Problem description ->
Find each line in the entries below that contains the string "mountain" and copy those lines out. Matching is case-sensitive.

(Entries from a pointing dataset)

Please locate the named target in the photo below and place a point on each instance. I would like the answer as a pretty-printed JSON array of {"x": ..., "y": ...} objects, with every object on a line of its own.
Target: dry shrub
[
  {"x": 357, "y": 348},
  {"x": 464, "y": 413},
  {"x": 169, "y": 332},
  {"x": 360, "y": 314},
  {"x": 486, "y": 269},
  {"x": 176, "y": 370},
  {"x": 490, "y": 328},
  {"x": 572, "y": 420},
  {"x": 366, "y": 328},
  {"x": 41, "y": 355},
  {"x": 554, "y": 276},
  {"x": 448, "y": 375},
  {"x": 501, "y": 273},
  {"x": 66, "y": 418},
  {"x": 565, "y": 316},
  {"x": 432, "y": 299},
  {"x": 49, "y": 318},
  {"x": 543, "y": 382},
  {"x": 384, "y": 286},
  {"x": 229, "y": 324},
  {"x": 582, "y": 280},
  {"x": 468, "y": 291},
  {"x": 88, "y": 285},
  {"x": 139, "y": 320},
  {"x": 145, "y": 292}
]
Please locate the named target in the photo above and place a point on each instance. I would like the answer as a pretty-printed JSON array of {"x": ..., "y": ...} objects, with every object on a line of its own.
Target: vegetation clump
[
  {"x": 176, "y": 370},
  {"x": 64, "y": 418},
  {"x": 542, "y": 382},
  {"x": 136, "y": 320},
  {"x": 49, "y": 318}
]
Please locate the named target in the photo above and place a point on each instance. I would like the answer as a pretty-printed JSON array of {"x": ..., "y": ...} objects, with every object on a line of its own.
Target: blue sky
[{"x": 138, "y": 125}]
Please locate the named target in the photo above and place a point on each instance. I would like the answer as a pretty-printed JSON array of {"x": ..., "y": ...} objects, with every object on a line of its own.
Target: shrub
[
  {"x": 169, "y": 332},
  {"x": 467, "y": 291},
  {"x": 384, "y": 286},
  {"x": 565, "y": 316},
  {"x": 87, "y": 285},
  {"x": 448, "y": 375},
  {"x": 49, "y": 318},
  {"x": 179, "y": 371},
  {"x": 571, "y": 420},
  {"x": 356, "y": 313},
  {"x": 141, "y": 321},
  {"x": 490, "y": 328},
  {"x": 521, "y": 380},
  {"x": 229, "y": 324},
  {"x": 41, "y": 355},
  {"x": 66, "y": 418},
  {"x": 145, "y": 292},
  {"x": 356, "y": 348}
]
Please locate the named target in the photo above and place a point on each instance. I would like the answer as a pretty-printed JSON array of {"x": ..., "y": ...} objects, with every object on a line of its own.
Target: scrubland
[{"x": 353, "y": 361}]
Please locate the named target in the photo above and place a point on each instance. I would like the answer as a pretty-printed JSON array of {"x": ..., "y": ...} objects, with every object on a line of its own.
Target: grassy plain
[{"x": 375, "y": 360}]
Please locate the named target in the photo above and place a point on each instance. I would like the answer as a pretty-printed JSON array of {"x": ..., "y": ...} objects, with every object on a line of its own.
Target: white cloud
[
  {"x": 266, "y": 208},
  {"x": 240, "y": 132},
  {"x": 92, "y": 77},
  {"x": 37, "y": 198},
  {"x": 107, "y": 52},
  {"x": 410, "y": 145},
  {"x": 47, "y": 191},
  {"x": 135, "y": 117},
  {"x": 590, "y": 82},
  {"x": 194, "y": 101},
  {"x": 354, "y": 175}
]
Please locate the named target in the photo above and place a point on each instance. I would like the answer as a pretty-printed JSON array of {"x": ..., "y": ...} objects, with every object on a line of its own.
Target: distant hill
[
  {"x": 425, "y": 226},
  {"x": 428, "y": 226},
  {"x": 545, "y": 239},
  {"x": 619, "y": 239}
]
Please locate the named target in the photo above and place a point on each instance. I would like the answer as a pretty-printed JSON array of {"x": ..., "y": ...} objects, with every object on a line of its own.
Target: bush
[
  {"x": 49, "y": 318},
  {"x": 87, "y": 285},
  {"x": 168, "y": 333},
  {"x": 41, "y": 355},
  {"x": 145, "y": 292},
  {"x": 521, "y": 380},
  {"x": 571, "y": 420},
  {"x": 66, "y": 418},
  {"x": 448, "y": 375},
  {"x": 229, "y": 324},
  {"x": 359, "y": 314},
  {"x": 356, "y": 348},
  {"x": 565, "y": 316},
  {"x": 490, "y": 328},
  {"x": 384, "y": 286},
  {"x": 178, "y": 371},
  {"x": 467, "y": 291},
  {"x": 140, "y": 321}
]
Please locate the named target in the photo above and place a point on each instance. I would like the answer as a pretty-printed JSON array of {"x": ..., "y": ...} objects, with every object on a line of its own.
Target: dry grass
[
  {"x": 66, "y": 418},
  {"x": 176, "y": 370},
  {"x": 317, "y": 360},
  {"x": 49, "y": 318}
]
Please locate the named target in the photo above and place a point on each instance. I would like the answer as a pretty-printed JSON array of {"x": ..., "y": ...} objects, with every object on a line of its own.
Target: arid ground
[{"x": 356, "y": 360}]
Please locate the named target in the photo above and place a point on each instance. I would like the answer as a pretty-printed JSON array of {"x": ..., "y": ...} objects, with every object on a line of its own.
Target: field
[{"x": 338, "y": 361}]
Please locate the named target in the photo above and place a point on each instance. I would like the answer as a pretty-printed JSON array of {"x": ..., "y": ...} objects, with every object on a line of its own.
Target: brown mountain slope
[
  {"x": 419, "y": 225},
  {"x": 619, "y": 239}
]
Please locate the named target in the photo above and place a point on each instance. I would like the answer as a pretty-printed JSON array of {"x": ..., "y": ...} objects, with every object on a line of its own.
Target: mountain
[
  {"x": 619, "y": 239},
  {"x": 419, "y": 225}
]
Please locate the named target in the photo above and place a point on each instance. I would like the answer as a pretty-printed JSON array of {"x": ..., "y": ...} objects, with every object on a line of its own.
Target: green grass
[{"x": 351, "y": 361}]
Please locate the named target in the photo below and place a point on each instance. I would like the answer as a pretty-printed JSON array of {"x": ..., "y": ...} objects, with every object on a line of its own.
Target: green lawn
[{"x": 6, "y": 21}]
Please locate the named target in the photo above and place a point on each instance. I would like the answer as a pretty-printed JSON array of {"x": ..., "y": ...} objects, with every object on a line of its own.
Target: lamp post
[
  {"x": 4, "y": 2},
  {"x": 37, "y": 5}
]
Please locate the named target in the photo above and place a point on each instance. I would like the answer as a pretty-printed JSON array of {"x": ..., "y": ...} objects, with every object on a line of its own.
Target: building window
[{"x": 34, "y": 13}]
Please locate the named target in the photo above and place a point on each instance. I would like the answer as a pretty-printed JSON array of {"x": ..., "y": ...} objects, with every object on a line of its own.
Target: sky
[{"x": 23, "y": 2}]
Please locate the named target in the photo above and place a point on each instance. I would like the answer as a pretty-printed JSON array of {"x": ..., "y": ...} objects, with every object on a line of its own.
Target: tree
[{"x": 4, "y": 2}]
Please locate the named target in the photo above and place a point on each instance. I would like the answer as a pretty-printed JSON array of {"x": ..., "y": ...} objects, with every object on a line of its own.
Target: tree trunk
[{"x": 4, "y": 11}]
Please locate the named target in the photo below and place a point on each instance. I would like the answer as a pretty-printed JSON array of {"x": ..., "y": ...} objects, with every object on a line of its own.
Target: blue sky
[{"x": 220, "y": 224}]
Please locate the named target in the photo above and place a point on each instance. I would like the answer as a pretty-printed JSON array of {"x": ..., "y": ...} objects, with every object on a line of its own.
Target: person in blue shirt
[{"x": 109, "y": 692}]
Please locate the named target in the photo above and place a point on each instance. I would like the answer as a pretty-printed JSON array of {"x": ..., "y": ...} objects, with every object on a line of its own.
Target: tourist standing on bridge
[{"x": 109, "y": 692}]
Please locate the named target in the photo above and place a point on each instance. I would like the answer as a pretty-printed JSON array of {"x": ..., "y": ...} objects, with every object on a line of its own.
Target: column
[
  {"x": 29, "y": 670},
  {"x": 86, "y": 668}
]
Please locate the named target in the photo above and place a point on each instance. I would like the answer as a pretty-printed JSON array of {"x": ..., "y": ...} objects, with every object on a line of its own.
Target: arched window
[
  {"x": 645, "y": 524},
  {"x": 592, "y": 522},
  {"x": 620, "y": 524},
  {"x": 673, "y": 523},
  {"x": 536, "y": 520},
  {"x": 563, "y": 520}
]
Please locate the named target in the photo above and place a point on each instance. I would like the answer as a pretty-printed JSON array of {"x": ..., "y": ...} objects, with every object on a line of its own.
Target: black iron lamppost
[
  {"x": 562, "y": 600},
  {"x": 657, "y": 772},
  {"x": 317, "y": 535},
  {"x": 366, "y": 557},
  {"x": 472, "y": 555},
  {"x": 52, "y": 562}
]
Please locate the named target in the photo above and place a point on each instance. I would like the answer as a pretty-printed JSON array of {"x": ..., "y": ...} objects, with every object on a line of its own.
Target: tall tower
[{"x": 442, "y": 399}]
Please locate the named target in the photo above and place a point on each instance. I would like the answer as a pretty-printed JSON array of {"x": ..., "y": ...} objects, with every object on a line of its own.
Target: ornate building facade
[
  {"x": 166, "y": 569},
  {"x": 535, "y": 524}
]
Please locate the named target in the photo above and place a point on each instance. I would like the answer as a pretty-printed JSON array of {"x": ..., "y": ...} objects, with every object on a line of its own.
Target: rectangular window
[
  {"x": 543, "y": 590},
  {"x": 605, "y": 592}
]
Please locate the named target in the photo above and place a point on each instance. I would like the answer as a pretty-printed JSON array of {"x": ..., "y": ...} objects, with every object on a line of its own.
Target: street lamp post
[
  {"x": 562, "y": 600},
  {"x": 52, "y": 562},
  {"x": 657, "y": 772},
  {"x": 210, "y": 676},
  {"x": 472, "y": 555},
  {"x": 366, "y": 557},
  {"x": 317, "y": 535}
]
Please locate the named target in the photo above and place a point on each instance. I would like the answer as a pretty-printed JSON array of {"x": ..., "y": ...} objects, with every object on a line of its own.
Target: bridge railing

Finished task ->
Target: brown mountain slope
Target: mountain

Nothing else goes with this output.